WORK REQUEST> Return every entry exactly, except for any pictures.

Items from a dataset>
○ ○ ○ ○ ○

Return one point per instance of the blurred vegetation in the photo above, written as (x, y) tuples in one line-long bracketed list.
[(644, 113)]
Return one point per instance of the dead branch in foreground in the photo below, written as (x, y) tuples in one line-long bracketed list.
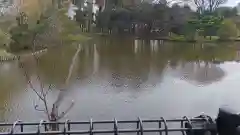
[(42, 93)]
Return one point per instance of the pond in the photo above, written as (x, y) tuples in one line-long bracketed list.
[(126, 78)]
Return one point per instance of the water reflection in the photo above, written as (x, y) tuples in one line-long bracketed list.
[(200, 73), (114, 74)]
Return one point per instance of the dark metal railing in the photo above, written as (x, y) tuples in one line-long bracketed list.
[(185, 126)]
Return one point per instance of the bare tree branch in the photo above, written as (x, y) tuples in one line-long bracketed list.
[(65, 112)]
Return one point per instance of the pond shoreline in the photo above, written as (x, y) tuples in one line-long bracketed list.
[(16, 57)]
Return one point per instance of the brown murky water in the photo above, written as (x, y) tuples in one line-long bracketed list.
[(126, 78)]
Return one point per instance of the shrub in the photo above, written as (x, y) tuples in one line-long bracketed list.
[(227, 30), (4, 39)]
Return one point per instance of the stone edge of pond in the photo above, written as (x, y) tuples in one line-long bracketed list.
[(16, 57)]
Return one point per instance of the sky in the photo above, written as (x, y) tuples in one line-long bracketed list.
[(232, 3)]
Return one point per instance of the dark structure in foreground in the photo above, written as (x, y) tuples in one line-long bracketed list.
[(227, 123)]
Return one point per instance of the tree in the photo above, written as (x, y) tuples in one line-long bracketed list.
[(228, 30), (208, 5), (227, 12), (52, 114)]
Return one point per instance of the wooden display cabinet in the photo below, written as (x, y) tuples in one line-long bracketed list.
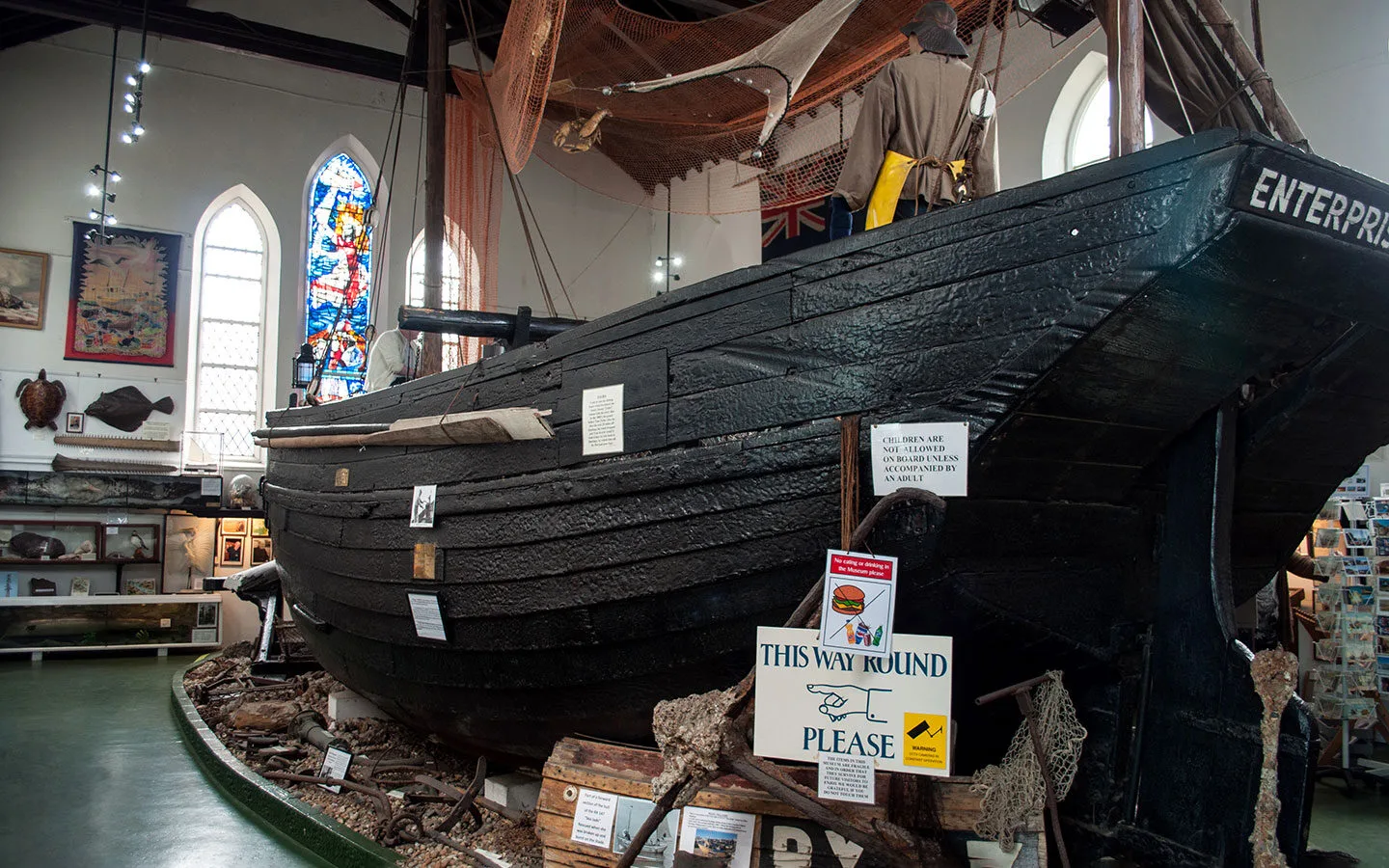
[(49, 542)]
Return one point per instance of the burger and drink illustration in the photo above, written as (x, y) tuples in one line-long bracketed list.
[(860, 593)]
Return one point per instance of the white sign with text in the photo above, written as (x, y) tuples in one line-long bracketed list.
[(931, 456), (893, 710)]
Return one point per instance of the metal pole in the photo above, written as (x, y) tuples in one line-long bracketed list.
[(438, 24)]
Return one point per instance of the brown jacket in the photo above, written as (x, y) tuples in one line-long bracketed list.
[(912, 107)]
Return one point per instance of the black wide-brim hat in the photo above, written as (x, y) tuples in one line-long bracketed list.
[(935, 28)]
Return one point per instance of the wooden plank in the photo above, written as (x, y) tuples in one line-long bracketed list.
[(502, 425)]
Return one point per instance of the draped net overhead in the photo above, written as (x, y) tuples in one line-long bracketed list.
[(704, 114)]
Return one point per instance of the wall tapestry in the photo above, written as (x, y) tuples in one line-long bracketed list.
[(24, 280), (122, 305)]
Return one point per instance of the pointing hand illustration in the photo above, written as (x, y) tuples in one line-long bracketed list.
[(843, 700)]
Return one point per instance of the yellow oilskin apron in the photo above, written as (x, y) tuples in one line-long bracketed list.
[(892, 176)]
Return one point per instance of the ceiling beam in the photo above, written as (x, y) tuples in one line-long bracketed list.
[(21, 28), (392, 12), (231, 32)]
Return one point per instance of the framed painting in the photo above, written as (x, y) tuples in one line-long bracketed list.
[(24, 283), (122, 302)]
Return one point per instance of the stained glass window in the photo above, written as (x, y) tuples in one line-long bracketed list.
[(338, 303), (453, 346), (231, 305)]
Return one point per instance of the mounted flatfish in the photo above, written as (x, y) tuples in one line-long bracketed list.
[(35, 546), (41, 400), (126, 407)]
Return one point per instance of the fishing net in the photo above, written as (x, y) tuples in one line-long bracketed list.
[(473, 214), (1014, 791), (722, 114)]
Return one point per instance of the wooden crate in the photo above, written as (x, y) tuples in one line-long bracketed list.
[(782, 838)]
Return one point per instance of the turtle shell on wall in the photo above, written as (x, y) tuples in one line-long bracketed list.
[(41, 400)]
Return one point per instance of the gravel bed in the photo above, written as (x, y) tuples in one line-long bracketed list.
[(223, 685)]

○ ○ ○ ○ ○

SOLUTION TO THIS EXERCISE>
Return one point per instance of the blurred vegetation in the photo above, written as (x, y) tuples in one line-long bracketed list.
[(644, 113)]
Return one point per instance of the dead branch in foreground in the photo below, written as (x, y) tuples in one line-long bracketed list.
[(42, 93)]
Return one point per instance of the pond in the photo above, written as (x, y) tuples in one line-long bracketed list.
[(126, 78)]
Return one point per instance of the water reflection in the photo above, written as (x, y) tuples in one line-long bracketed list.
[(200, 73), (114, 74)]
Return one point per instance of the dark metal railing in the photo above, written as (x, y) tuples in one line-long bracketed list.
[(185, 126)]
Return one point per instance of the bare tree branch in the photo above, written as (x, y) tuples in one line-long bracketed list.
[(65, 112)]
Return one point per instance of the pond shoreline in the photo above, written as (x, y) tuples in one line-long bracketed list.
[(16, 57)]
Return one point per instance of the brown murky water in the photo above, written as (x, y) tuples in one line-long bracketed list.
[(126, 78)]
Return one point per instance of the shrub in the photo above, written as (x, y) tuples in one line-long bracketed list.
[(227, 30), (4, 39)]
Return one point per instance of the stone edge of pond in the photo above, written as (x, y) tuples in one line-long bracketed list.
[(16, 57)]
Return one point per instance of the sky in the photo above, written as (x, y) tuples in one line-long bracketed list.
[(232, 3)]
Return one point per instance of the dark structure in foreground in the photo above, written as (x, y) tuples in one line-long bracketed list.
[(227, 123)]
Return one point per instance of the tree in the photo above, written as (x, y) tuples in one line-long bracketed list.
[(228, 30), (208, 5), (227, 12), (52, 114)]
Return one point per instance of the wooden display cabinet in the photo below, written as (x, y) tuples in one line-long bracketed list.
[(49, 542)]
Return one point per instance of the burger and drink illustration in the photo above, written as (x, y) tuples in one line-long bracketed list.
[(860, 593)]
Return one point per instance of the white sign with text in the photo above, written as (x, y) tuples in one line-long bracketed list.
[(931, 456), (893, 710)]
Return one point per instance of the metal pole in the photo above, written as (x, y) tuples in one line-long bracketed list.
[(438, 24)]
Return one point per instance of the brown jacket in the photo above, written as (x, y) tuples in one line-long bracketed list.
[(912, 107)]
Return one point per instance of the black wide-brim hat in the photo above, written as (x, y) tuples in one line-long bracketed list.
[(935, 28)]
Return one point per instance of the wooden plank in the photo above, written as (x, y) tuples in one line-long bracketed list.
[(502, 425)]
Return one point per instance of the draped net overhead in the photo above, written as (x, y) tuples in one line-long bracketed list.
[(704, 114)]
Return one point per instance of the wall tapestry in the photo above, written as (x, y) tuples in one line-long bracketed list.
[(24, 280), (122, 305)]
Return one point per instance of the pointing hand illustration in the photo above, written as (x, y) tuples in one line-long bracketed list.
[(843, 700)]
Return one point per instance of the yellow oilskin apron in the photo above, written as (x, y) tuples in one line-long bracketed list.
[(892, 176)]
Return one point per instance of the ceiling beam in the photo above, written as (x, y) tuples in one line-long bracketed list.
[(21, 28), (392, 12), (231, 32)]
Return one point per instance of the framed painting in the photo above, written as (x, y) tuples in one line-long bracketed list.
[(24, 283), (122, 302)]
Return one point per instance of the stained glass window in the photo above, written as (x, y) tuples in one line-long bracketed list.
[(338, 303), (453, 346), (231, 305)]
Return one point per instance of the mounted flatfish in the photo above, written as (x, y) tuples in one line-long bracketed list.
[(35, 546), (41, 400), (126, 407)]
Return one point per instance of the fishing net in the photo above, written as (x, y) tuples in one line-long bracketed list.
[(473, 214), (1014, 791), (722, 114)]
Return one point per instance of the wooden crate in the photo above, written as (x, y) tuples in one line-long bracketed list.
[(782, 838)]
Return one point per instance of the turtle shell on wall in the photo above, written as (x, y) tuples in one line-long bracketed list.
[(41, 400)]
Return one point per instance of the gravel bed in the photo above, written as (x, y) tuples in one line-long bracketed list.
[(223, 685)]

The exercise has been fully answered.